- [SOURCE DOCUMENT]:
In the larger narrative that emerges, Michael Brown, Shelby Steele, and the entire U.S. were affected by long-standing, post-civil-rights-era policies. Government involvement had an impact on how Americans perceived themselves, socially and as individuals capable of forging their own destinies — “recruit[ing] people into the welfare system . . . destroy[ing] their equity and creat[ing] a permanent black underclass.” This brings the Steeles to closer scrutiny of the social and spiritual disenfranchisement in the Michael Brown story.

A sympathetic interviewee goes beyond “blaming the victim” and muses, “If Michael Brown had a sense of his own significance and his own importance — and he valued his life — he wouldn’t take the chance of risking it. . . . What demons were inside him?” Here’s where the Steeles’ investigation shifts into a learned empathy that is unique in contemporary journalism. They expose ABC’s George Stephanopoulos for interviewing Darren Wilson under the presumption of going after the truth while his true goal was to lay a media trap, flipping the practice of blaming the victim.

“Ferguson was a microcosm of this country,” says a black female activist, but the Steeles discover irony in that pronouncement — the fact that Michael Brown (shown in his cap-and-gown school photo) was instantly inducted into the same bum-martyr fraternity that idolizes Trayvon Martin, Freddie Gray, Sandra Bland, George Floyd, ad infinitum. (The cultural pressure of this narrative causes even Shelby Steele to opine prematurely on George Floyd; his comments for the doc no doubt came before the release of the extenuating arrest video).

(Pointing dataset excerpts)
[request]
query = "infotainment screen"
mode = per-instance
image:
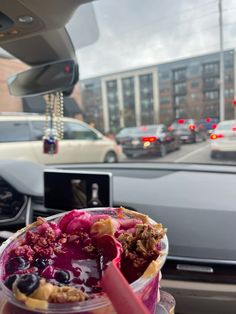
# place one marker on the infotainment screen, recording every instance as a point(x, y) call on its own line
point(68, 189)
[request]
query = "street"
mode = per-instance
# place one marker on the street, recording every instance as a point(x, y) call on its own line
point(190, 153)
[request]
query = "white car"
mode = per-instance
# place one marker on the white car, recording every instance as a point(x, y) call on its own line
point(223, 139)
point(21, 138)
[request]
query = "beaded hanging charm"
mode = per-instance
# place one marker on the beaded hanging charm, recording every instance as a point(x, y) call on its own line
point(53, 123)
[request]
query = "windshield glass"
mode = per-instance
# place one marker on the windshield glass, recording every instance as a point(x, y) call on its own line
point(145, 67)
point(226, 125)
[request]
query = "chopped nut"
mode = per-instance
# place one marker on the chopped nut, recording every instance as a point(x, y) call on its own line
point(103, 226)
point(67, 294)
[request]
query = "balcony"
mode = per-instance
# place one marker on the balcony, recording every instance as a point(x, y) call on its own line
point(210, 86)
point(208, 73)
point(181, 77)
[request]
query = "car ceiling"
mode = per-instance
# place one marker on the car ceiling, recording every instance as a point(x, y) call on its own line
point(43, 40)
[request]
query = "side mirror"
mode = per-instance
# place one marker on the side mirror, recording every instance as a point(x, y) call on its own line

- [PROBLEMS TO SOLVE]:
a: Find each line in the rows that contains the word "street", and copy those lines out. Case counts.
b: Pick up the piece on the Michael Brown documentary after its last sentence and keep writing.
The rows have no connection to the text about the Michael Brown documentary.

- [THE ANSWERS]:
a:
query = "street"
# place one marker on the street, recording every instance as a point(x, y) call on its own line

b:
Fact is, there is a Michael Brown mythology, as indicated by that Jackie Brown–style title graphic. Perhaps unwittingly, the Steele duo evokes the 1744 English nursery rhyme “Who Killed Cock Robin?” This folkloric ditty, about heroism and shifting political power (honoring either the Robin Hood legend or the end of Sir Robert Walpole’s government), derived from the complex human awareness passed down through the ages as a children’s rhyme.

Although the Steeles don’t delve into the folklore of black rebellion wherein successive generations act upon the previous generation’s experience of racism, the Steeles seem keenly aware of the folkloric delusions that attach to historical accounts. Shelby Steele calls it “poetic truth, a distortion of the actual truth.”

Based on the ethics of Shelby Steele’s bootstrap black conservatism, What Killed Michael Brown? is a rare doc that opposes the media’s current trend of fabricating race and “justice.” Shelby Steele rightly suspects that term and so redefines it: “There’s already a framework of meaning in place. You don’t think so much as step into that meaning.” The new, rejiggered excuses and expectations of racialized justice are what killed Michael Brown.

Editor’s Note: This article has been updated to reflect that the filmmakers are father and son.